Find every line in the entries below that contains the word "shirt", and copy each of those lines.
★ ★ ★ ★ ★ ★ ★
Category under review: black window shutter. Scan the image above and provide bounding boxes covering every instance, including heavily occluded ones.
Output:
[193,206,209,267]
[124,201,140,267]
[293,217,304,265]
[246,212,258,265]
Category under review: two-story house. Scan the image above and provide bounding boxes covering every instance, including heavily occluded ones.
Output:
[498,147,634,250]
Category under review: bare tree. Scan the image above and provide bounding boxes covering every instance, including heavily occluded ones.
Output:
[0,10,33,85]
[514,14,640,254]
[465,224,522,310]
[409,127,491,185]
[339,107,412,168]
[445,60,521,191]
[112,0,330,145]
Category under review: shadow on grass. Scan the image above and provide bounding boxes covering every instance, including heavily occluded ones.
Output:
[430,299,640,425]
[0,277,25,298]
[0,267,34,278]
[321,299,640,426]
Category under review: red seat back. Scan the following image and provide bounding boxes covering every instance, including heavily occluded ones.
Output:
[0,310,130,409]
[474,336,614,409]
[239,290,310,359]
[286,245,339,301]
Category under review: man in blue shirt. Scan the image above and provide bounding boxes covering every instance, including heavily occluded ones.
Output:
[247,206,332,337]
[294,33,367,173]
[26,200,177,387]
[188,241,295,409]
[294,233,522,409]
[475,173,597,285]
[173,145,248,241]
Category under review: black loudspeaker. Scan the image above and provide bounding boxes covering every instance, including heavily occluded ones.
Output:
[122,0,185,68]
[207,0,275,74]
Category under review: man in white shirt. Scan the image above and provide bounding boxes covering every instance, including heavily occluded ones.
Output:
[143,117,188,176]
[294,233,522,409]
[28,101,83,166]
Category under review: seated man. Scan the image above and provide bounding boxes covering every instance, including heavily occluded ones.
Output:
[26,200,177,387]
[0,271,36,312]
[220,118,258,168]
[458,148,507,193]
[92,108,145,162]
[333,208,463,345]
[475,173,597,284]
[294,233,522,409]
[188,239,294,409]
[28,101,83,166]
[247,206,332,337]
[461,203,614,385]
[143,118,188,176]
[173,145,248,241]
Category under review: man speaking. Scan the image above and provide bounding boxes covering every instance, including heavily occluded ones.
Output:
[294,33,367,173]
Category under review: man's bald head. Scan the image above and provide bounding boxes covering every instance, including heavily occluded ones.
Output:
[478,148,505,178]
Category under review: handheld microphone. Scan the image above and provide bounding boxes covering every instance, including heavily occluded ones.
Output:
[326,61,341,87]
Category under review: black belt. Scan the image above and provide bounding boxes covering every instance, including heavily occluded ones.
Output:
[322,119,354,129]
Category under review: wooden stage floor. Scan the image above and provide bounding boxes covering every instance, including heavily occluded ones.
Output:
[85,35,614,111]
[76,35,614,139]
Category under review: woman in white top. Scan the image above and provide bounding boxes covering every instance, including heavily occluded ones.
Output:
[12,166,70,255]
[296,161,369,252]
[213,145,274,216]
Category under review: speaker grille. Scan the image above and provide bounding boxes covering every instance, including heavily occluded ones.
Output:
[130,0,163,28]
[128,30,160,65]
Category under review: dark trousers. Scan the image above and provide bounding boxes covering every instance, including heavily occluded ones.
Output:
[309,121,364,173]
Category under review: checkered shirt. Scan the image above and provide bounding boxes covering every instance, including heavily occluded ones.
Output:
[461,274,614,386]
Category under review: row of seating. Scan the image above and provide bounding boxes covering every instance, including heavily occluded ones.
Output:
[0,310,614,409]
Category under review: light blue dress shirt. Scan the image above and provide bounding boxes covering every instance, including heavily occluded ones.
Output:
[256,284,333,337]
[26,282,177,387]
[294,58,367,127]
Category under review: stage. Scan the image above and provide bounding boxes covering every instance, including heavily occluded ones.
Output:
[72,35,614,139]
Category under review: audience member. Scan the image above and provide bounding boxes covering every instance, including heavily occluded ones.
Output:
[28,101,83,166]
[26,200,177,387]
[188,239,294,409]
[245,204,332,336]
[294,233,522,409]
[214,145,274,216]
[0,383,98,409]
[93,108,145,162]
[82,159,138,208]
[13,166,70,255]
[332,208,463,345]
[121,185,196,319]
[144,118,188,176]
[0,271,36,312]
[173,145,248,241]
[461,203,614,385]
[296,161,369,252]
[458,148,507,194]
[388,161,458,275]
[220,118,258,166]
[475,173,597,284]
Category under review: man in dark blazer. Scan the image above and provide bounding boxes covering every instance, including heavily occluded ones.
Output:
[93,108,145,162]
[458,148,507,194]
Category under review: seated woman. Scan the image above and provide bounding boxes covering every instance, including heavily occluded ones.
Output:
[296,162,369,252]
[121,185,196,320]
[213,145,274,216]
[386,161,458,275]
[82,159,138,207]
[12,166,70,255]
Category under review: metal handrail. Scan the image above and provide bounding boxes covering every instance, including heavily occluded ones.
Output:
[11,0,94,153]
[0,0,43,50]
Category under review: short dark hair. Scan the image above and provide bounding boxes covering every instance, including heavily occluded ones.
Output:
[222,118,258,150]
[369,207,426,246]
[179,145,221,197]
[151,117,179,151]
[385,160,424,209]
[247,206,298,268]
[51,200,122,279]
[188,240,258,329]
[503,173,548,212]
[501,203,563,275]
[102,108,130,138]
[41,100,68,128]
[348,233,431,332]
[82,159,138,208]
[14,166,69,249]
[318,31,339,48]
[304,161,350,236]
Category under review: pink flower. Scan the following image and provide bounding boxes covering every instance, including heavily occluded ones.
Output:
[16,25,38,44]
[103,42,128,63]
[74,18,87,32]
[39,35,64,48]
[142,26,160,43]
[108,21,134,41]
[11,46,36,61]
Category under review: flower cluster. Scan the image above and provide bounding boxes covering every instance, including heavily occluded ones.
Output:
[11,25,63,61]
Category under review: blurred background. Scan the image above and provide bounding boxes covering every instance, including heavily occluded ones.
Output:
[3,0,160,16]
★ ★ ★ ★ ★ ★ ★
Solution for this exercise:
Category under review: man in blue shirt. Scan the image above and provide bounding boxes covering every instance, including heavily occluded ones.
Category under review: man in white shirt. Scan the image above and provide bounding boxes covering every instance, including heavily occluded ones.
Category under review: checkered shirt. Scan the image above and provide bounding boxes covering every instance, including heavily occluded ones.
Category under review: light blue dress shirt. Scan the image above and provide bounding boxes covering every instance, including heavily occluded ones.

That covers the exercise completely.